▶ **YOUR OBJECTIVE**
Quote every one of the lines below word for word, leaving out the pictures.

--- Start ---

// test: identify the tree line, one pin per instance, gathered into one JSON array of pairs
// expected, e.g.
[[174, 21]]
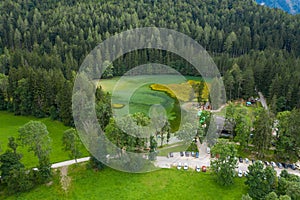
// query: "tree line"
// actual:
[[254, 47]]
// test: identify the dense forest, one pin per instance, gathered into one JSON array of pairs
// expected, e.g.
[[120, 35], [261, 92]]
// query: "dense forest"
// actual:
[[43, 43], [291, 6]]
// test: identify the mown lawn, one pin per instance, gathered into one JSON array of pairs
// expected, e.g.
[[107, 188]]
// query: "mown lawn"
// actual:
[[161, 184], [9, 126]]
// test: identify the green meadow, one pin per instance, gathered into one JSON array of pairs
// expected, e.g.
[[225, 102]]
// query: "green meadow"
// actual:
[[160, 184], [9, 126]]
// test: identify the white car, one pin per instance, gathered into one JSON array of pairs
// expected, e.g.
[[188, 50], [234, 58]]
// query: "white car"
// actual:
[[240, 173], [185, 166], [179, 165], [198, 169]]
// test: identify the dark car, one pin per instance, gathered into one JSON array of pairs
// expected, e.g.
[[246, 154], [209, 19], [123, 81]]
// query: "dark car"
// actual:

--- End ---

▶ **RESULT FOR THIS TASK**
// test: identify the tree line, one pin per instance, gathered into one JSON array of pairs
// expected, e.g.
[[174, 21]]
// query: "tree line"
// actual:
[[254, 47]]
// test: identify the dense forest, one pin per instance, gathered into one JSON array of pairs
// expected, e.g.
[[120, 35], [261, 92]]
// query: "dense forest"
// actual:
[[43, 43], [291, 6]]
// test: identify the mown lawn, one pin per instance, gathered into one JSON array of pairs
// expected, e.g.
[[107, 188]]
// query: "mown lawn"
// actual:
[[161, 184], [9, 126]]
// test: identify the green meadow, one pin per instance, gathered into one JSON array of pairs
// expected, e.g.
[[225, 102]]
// query: "green meadow"
// actual:
[[160, 184], [9, 126]]
// test: identify the white car, one pin per instance, gathered into one JSON array of pairs
// expected, e.g.
[[188, 50], [234, 58]]
// query: "white car"
// actual:
[[240, 173], [185, 166], [179, 165], [198, 169]]
// test: identify the dark car, one pin per instance, gathered into one JSON array of pairs
// expected, e.g.
[[246, 154], [209, 19], [123, 81]]
// query: "dark car"
// actual:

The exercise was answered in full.